═══ EXTRACTED DATA ═══
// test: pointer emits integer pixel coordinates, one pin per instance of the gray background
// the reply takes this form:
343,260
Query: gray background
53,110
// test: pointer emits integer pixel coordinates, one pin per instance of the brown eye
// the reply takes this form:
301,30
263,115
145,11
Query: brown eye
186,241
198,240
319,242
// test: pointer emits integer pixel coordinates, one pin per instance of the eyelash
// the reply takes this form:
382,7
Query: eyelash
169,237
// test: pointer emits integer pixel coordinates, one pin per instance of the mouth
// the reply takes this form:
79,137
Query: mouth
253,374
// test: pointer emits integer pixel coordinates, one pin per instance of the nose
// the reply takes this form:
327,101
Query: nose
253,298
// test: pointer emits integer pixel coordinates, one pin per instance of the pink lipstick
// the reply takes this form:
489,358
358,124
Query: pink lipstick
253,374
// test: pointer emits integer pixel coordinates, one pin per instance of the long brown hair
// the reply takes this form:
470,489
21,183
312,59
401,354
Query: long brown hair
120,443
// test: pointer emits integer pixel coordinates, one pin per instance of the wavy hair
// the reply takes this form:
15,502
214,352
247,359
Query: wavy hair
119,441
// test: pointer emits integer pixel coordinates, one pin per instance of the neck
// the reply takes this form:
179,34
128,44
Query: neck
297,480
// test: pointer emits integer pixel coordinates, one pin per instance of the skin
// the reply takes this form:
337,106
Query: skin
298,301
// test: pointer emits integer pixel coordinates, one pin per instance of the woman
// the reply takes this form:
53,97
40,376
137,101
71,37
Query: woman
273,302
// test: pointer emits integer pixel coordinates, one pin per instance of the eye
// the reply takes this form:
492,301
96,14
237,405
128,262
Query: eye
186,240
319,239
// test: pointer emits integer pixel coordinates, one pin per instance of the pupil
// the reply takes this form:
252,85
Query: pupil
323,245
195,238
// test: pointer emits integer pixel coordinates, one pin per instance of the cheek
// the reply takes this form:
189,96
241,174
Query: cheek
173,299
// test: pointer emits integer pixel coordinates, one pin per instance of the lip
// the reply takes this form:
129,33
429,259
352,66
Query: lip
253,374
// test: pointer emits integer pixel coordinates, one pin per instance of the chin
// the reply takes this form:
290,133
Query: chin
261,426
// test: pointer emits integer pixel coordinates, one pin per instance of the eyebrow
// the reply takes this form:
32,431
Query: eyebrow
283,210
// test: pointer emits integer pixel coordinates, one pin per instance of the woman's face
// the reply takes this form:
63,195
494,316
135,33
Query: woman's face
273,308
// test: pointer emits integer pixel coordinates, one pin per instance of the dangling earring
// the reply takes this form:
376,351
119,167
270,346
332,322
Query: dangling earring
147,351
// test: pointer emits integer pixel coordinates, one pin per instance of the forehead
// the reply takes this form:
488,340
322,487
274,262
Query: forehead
═══
WHAT YOU SHOULD DO. Copy out, word for word, the lines of the material starting at the line that contains "of the eyebrow" and ending at the final line of the material.

REPLY.
// test: pointer emits integer pixel coordinates, one pin per instance of the eyebrow
// the reply takes this form:
32,431
Query: eyebrow
283,210
// test: pointer emits integer pixel coordinates, one pin per instance of the woman's face
// the reply takes this form:
63,195
494,316
135,33
Query: woman's face
273,308
// test: pointer emits integer pixel coordinates, one pin per instance of the dangling earring
// the reply takes this form:
376,351
119,167
270,346
332,322
Query: dangling earring
147,351
// test: pointer emits integer pixel coordinates, one pin per instance of the forehead
// the reply takes this form:
488,340
322,487
274,262
Query: forehead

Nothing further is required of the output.